>> Start GIVEN PASSAGE

You know the worst thing about the BCS? It's given lists a bad name.
I like -- nay, love -- lists. I think all sports fans do. If we didn't, columnists wouldn't share their weekly "Fantasy Must Starts," "Best Rookies," "Draft Projections," and so on.
If someone's ranking something, I'm in. The top 100 NFL players of all-time? The best albums of the century? The greatest hockey fights of the '80s? In, in and in ... And ready to point out where the listers screwed up. (Peyton Manning at No. 8? Ridiculous.)
The only thing I like better than reading someone else's list is making a list myself. I rank condiments, fruit, alphabet letters, uniforms from every sport, pizza toppings and, as of a week or so ago, the most shameful plays in the NFL.
Matter of fact, I feel a list coming on right now ...
Best Post-Season Playoff Structure
1. NFL: I wish there were only three divisions per conference so that division champs would each get a bye ... but let's not split hairs. This is the best tourney going. Now if only the Commish and the President would join forces and agree to make Super Bowl Sunday a national holiday. That way, we could all get the following Monday off.

>> End GIVEN PASSAGE
>> Start RECORDS SHOWN

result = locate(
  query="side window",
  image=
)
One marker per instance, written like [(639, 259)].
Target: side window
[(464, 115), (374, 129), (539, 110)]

>> End RECORDS SHOWN

▶ _OBJECTIVES_
1 - Rewrite the part of the sports column between "The only thing" and "in the NFL.", inclusive, replacing "pizza toppings" with "ice cream flavors".
2 - In the sports column, which league does the writer rank first for best post-season playoff structure?

▶ _TASK-BY-TASK OUTPUTS_
1 -
The only thing I like better than reading someone else's list is making a list myself. I rank condiments, fruit, alphabet letters, uniforms from every sport, ice cream flavors and, as of a week or so ago, the most shameful plays in the NFL.

2 - The NFL.